Brief 1:
Answer these questions using the patch excerpt:
(a) What did the writer mistakenly believe the code was converting to?
(b) Which file does the diff modify?
(c) Which encoding is passed to the decode calls?
Brief 2: Type out the patch excerpt between "Ah, I think" and "('foo.bar', 'foo.bar.__init__', True)", inclusive, keeping every character and line break unchanged.

Excerpt:
________

Ah, I think I had gotten this backwards, thinking this was converting
*to* bytes, so my comments didn't make much sense. Sorry about the
noise.

Patch

diff --git a/contrib/import-checker.py b/contrib/import-checker.py
--- a/contrib/import-checker.py
+++ b/contrib/import-checker.py
@@ -147,6 +147,8 @@  def fromlocalfunc(modulename, localmods)
     >>> fromlocal2('bar', 2)
     ('foo.bar', 'foo.bar.__init__', True)
     """
+    if not isinstance(modulename, str):
+        modulename = modulename.decode('ascii')
     prefix = '.'.join(modulename.split('.')[:-1])
     if prefix:
         prefix += '.'
@@ -406,6 +408,8 @@  def verify_modern_convention(module, roo
     * Certain modules must be aliased to alternate names to avoid aliasing
       and readability problems. See `requirealias`.
     """
+    if not isinstance(module, str):
+        module = module.decode('ascii')

________

Dataset excerpts:
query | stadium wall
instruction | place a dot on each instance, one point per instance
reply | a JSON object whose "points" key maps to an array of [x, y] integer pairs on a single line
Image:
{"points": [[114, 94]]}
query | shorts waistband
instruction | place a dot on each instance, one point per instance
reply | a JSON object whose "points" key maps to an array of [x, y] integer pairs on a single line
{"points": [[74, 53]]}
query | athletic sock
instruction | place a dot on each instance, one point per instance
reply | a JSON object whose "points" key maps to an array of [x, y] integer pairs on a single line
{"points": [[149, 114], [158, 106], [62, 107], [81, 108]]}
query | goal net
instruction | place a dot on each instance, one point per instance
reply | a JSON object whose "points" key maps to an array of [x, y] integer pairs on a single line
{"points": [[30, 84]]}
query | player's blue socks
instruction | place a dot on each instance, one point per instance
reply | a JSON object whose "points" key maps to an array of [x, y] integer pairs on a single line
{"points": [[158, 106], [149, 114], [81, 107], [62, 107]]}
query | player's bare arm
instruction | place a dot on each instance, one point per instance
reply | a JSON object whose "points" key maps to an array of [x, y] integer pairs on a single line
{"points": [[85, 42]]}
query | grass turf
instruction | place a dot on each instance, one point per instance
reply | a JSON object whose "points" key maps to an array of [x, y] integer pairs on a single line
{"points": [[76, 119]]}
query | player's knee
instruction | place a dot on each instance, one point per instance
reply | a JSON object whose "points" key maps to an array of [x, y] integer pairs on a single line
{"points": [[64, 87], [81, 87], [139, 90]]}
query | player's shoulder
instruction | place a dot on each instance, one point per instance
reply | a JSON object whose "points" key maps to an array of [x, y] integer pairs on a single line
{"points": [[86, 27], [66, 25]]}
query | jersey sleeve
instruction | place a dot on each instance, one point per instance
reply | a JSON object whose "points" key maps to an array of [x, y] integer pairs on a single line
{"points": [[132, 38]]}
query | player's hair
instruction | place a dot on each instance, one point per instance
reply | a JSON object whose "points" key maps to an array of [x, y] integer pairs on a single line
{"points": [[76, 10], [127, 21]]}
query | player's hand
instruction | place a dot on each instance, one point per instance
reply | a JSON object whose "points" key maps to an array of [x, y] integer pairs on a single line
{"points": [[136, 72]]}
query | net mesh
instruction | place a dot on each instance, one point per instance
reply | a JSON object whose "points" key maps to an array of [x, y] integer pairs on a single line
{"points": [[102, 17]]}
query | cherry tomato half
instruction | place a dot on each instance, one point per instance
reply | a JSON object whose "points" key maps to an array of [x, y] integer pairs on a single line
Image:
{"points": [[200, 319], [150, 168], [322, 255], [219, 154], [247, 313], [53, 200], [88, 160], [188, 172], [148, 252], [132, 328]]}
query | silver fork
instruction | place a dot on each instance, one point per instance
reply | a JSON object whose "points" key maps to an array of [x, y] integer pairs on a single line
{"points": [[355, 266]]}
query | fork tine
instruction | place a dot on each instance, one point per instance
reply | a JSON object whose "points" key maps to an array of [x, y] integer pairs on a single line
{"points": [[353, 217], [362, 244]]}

________

Written reply 1:
(a) Bytes.
(b) contrib/import-checker.py
(c) ascii

Written reply 2:
Ah, I think I had gotten this backwards, thinking this was converting
*to* bytes, so my comments didn't make much sense. Sorry about the
noise.

Patch

diff --git a/contrib/import-checker.py b/contrib/import-checker.py
--- a/contrib/import-checker.py
+++ b/contrib/import-checker.py
@@ -147,6 +147,8 @@  def fromlocalfunc(modulename, localmods)
     >>> fromlocal2('bar', 2)
     ('foo.bar', 'foo.bar.__init__', True)